[Exercise] Transcribe the listing below only from the line with "Point to the distant" up to and including the line with "Point to the person".

[Data extract]
- - - - - - -

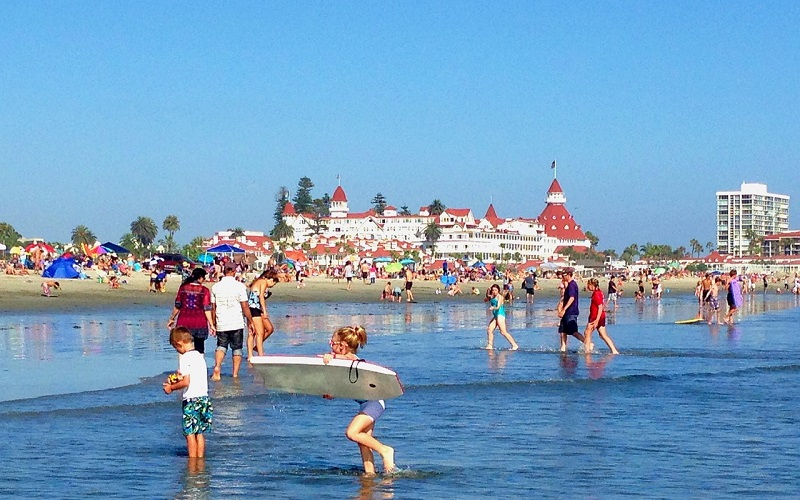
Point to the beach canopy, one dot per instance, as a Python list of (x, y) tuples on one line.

- - - - - - -

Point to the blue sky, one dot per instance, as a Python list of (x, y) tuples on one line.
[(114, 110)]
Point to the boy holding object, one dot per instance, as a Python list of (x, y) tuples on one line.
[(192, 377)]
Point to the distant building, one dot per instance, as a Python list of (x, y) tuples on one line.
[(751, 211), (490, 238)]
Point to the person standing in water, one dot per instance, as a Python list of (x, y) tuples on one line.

- - - - - - -

[Response area]
Point to the distant building, one dot per instance, as a Python list of (x, y) tuples on one line.
[(751, 211), (490, 238)]
Point to the person standing in water, one dot per instance, as a Python list of (x, y) tuples on one line.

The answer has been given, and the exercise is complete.